To do:
Would you please copy out each entry exactly?

= Beginning of Section =

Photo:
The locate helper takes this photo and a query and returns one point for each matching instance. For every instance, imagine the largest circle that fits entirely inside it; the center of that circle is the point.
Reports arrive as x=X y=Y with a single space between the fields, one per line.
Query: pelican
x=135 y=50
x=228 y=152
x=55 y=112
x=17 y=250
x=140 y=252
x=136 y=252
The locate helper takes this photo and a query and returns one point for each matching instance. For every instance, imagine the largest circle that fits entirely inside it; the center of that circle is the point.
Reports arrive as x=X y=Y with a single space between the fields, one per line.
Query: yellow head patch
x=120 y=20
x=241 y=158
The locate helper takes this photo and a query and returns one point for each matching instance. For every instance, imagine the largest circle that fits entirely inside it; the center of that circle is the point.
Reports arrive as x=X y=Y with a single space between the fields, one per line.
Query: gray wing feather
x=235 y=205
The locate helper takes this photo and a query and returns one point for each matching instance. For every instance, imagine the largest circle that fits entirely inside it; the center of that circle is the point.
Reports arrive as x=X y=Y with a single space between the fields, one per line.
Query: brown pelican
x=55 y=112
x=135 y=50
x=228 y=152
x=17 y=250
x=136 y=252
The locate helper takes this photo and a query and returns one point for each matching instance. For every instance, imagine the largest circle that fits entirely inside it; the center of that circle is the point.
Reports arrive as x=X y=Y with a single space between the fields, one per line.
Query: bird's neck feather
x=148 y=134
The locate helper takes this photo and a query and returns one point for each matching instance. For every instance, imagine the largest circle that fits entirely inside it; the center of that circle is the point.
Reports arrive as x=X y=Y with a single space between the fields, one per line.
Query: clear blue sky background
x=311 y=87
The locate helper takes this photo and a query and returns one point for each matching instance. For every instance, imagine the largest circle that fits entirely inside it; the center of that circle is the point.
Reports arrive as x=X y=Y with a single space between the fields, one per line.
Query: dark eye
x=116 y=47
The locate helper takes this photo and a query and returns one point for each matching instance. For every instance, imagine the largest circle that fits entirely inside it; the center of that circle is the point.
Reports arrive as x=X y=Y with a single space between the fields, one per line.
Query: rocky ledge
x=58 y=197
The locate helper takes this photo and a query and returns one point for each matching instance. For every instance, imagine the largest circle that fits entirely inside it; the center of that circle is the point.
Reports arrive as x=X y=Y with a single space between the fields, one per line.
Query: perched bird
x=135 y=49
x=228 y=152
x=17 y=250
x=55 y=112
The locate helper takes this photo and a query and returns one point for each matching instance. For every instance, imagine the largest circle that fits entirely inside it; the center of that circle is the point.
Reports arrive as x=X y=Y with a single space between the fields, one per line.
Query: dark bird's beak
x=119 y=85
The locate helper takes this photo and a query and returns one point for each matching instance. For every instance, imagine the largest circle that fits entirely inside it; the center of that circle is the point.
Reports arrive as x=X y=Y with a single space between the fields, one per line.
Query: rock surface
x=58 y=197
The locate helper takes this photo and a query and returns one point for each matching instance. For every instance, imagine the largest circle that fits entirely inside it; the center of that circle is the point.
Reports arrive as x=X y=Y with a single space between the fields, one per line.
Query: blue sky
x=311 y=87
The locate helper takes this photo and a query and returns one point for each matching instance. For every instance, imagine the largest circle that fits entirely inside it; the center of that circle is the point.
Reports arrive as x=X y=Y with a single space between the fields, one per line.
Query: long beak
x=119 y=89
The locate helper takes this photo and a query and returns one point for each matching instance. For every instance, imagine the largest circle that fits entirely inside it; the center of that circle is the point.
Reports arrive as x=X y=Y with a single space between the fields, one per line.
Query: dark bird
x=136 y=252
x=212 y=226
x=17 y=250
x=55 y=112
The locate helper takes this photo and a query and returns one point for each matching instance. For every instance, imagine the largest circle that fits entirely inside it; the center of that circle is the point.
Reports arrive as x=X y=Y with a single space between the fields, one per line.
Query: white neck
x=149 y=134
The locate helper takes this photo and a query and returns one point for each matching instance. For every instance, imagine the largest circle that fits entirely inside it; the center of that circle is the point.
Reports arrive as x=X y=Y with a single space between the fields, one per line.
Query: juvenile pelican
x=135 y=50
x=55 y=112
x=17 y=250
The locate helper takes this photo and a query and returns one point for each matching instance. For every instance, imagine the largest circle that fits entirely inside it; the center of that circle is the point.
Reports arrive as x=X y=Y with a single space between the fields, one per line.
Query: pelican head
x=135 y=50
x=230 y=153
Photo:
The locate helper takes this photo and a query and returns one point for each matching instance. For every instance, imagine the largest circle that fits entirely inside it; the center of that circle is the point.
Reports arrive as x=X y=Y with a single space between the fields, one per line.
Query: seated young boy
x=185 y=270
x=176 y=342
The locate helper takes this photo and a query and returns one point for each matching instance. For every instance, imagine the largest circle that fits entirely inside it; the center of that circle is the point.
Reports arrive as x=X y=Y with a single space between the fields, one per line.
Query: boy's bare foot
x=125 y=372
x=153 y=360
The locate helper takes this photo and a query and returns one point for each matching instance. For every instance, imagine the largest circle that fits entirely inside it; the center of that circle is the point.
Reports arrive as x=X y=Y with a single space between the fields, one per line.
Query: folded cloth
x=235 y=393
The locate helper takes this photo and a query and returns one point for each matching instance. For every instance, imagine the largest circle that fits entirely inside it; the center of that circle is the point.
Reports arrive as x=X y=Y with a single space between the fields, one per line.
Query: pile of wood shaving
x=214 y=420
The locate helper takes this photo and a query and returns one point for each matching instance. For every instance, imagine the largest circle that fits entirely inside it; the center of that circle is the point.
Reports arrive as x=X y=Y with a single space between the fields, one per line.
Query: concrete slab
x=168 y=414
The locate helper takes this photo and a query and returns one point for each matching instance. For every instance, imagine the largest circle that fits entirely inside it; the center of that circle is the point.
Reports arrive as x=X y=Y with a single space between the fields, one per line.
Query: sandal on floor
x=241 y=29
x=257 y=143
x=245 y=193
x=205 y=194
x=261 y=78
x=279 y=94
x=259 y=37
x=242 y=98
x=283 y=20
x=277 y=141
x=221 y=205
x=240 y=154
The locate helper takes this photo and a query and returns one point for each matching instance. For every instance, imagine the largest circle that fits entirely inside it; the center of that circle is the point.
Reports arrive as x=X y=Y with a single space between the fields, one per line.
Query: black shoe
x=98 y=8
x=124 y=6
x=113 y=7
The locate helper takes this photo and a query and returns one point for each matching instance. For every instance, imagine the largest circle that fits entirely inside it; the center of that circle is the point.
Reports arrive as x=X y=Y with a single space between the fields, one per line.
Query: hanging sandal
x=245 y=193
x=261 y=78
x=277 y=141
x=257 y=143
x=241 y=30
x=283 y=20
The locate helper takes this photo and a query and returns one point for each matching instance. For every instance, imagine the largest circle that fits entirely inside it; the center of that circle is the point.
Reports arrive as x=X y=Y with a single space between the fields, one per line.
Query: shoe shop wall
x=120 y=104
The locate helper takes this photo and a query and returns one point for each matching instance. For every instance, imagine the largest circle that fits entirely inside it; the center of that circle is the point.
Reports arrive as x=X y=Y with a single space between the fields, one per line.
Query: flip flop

= End of Section =

Your response:
Photo:
The locate helper takes this photo and a query and returns one point for each matching instance. For every instance, imagine the largest circle that fits entirely inside it; the center of that circle is the point.
Reports arrive as x=X y=Y with a single space between the fields, one per line.
Query: pelican
x=135 y=50
x=228 y=152
x=55 y=112
x=17 y=250
x=140 y=252
x=136 y=252
The locate helper takes this photo and a query and returns one point for each matching instance. For every instance, imagine the largest circle that fits entirely inside it; the center of that circle is the point.
Reports arrive as x=X y=Y with a single space between the fields, one per line.
Query: yellow head patch
x=120 y=20
x=241 y=158
The locate helper takes this photo and a query and returns one point for each matching instance. For every instance, imagine the largest circle that fits entirely inside it; the center of that circle is the point.
Reports arrive as x=X y=Y with a single space between the fields, one per line.
Query: gray wing feather
x=235 y=205
The locate helper takes this photo and a query and returns one point for each matching instance. For every instance, imagine the largest circle that fits entirely inside it; the center of that circle is the point.
Reports arrive as x=X y=Y with a single space between the fields, one per line.
Query: brown pelican
x=55 y=112
x=135 y=50
x=228 y=152
x=17 y=250
x=136 y=252
The locate helper takes this photo and a query and returns one point for each matching instance. For every instance, imagine the largest circle that fits entirely inside it; the center of that circle is the point.
Reports arrive as x=X y=Y with a single space between the fields, one per line.
Query: bird's neck feather
x=148 y=134
The locate helper takes this photo and a query and returns one point for each matching instance. For every instance, imagine the largest circle that fits entirely inside it; the center of that circle is the point.
Reports arrive as x=X y=Y with a single space between the fields, one per line.
Query: clear blue sky background
x=311 y=87
The locate helper takes this photo and a query and returns one point for each matching instance. For every instance, imagine the largest circle that fits entirely inside it; the center of that circle is the point.
Reports arrive as x=X y=Y with a single space between the fields, one per line.
Query: dark eye
x=116 y=47
The locate helper takes this photo and a query and returns one point for each matching instance. For every instance, imagine the largest circle that fits entirely inside it; the center of that circle is the point.
Reports arrive as x=X y=Y with a single space between the fields, one per line.
Query: rocky ledge
x=58 y=197
The locate helper takes this photo and a query and returns one point for each matching instance. For every instance, imagine the largest circle that fits entirely inside it; the center of that circle is the point.
Reports arrive as x=X y=Y with a single space between the fields, one per line.
Query: perched bird
x=135 y=49
x=228 y=152
x=17 y=250
x=55 y=112
The locate helper takes this photo and a query and returns one point for each matching instance. For every instance, imagine the largest circle that fits entirely inside it; the center of that circle is the point.
Reports arrive as x=X y=Y with a single space between the fields, one per line.
Query: dark bird's beak
x=119 y=85
The locate helper takes this photo and a query and returns one point for each matching instance. For every instance, imagine the largest circle that fits entirely inside it; the center of that circle is the point.
Reports arrive as x=X y=Y with a single space between the fields, one per line.
Query: rock surface
x=58 y=197
The locate helper takes this photo and a query and returns one point for each matching instance. For every instance, imagine the largest circle that fits entirely inside it; the center of that circle is the point.
Reports arrive as x=X y=Y with a single space between the fields, one per line.
Query: blue sky
x=311 y=87
The locate helper takes this photo and a query and returns one point for each matching instance. For every instance, imagine the largest circle that fits entirely inside it; the center of that circle is the point.
Reports arrive as x=X y=Y with a single space between the fields, one per line.
Query: long beak
x=119 y=89
The locate helper takes this photo and a query and returns one point for each matching instance. For every instance, imagine the largest circle that fits entirely inside it; the center of that circle is the point.
Reports arrive as x=X y=Y with a single space between the fields, one per line.
Query: dark bird
x=136 y=252
x=212 y=226
x=17 y=250
x=55 y=112
The locate helper takes this photo and a query and returns one point for each matching instance. For every instance, imagine the largest circle that fits entirely inside it; the center of that circle is the point.
Reports arrive as x=X y=Y with a single space between the fields, one per line.
Query: white neck
x=149 y=134
The locate helper takes this photo and a query and returns one point for each matching instance. For every instance, imagine the largest circle that fits entirely inside it; the center of that circle is the point.
Reports arrive as x=X y=Y with a single space between the fields, one per line.
Query: juvenile pelican
x=135 y=50
x=55 y=112
x=17 y=250
The locate helper takes this photo and a query and returns one point for each matching instance. For every instance, imagine the largest circle that fits entirely inside it; the center of that circle is the point.
Reports arrive as x=X y=Y with a single space between the fields, one per line.
Query: pelican head
x=135 y=50
x=230 y=153
Photo:
The locate helper takes this photo and a query and returns one point for each matching instance. For every instance, imagine the largest circle that fits entirely inside it; the center of that circle is the point.
Reports arrive as x=X y=Y with a single space between the fields, one per line.
Query: seated young boy
x=185 y=270
x=176 y=342
The locate helper takes this photo and a query and returns one point for each matching instance. For every instance, imagine the largest circle that fits entirely inside it; the center of that circle is the point.
Reports arrive as x=X y=Y with a single space between the fields, one per line.
Query: boy's bare foot
x=125 y=372
x=153 y=360
The locate helper takes this photo and a query and returns one point for each matching instance. For every instance, imagine the largest circle that fits entirely inside it; the center of that circle is the point.
Reports arrive as x=X y=Y with a single space between the fields, one per line.
Query: folded cloth
x=235 y=393
The locate helper takes this photo and a query and returns one point for each matching instance. For every instance, imagine the largest circle that fits entirely inside it; the center of that circle is the point.
Reports arrive as x=X y=Y with a single space between the fields, one per line.
Query: pile of wood shaving
x=214 y=420
The locate helper takes this photo and a query and returns one point for each matching instance. For every instance, imagine the largest circle that fits entirely inside it; the center of that circle is the point.
Reports arrive as x=X y=Y with a single space between the fields, one per line.
Query: concrete slab
x=168 y=414
The locate helper takes this photo and a query and returns one point for each matching instance. For every instance, imagine the largest circle that fits entirely inside it; the center of that circle is the point.
Reports arrive as x=X y=Y with a single space between the fields, one per line.
Query: sandal on floor
x=241 y=29
x=257 y=143
x=245 y=193
x=205 y=194
x=261 y=78
x=279 y=94
x=259 y=37
x=242 y=98
x=283 y=20
x=277 y=141
x=221 y=205
x=240 y=154
The locate helper takes this photo and a query and returns one point for each matching instance. For every instance, imagine the largest circle that fits entirely inside it; the center of that circle is the point.
Reports arrive as x=X y=Y with a single space between the fields, one per line.
Query: black shoe
x=98 y=8
x=124 y=6
x=113 y=7
The locate helper takes this photo and a query and returns one point for each matching instance. For every instance, imagine the largest circle that fits entirely inside it; the center of that circle is the point.
Reports arrive as x=X y=Y with a single space between the fields, one per line.
Query: hanging sandal
x=245 y=193
x=261 y=78
x=277 y=141
x=257 y=143
x=241 y=30
x=283 y=20
The locate helper takes this photo and a query and returns one point for each matching instance. For every instance, imagine the largest circle that fits entirely inside it; the center of that circle is the point.
Reports arrive as x=X y=Y with a single space between the fields, one per line.
Query: shoe shop wall
x=120 y=104
The locate helper takes this photo and a query and returns one point for each matching instance. For every instance, imagine the largest circle that fits entirely inside it; the center of that circle is the point.
Reports arrive as x=X y=Y with a single space between the fields, one per line.
Query: flip flop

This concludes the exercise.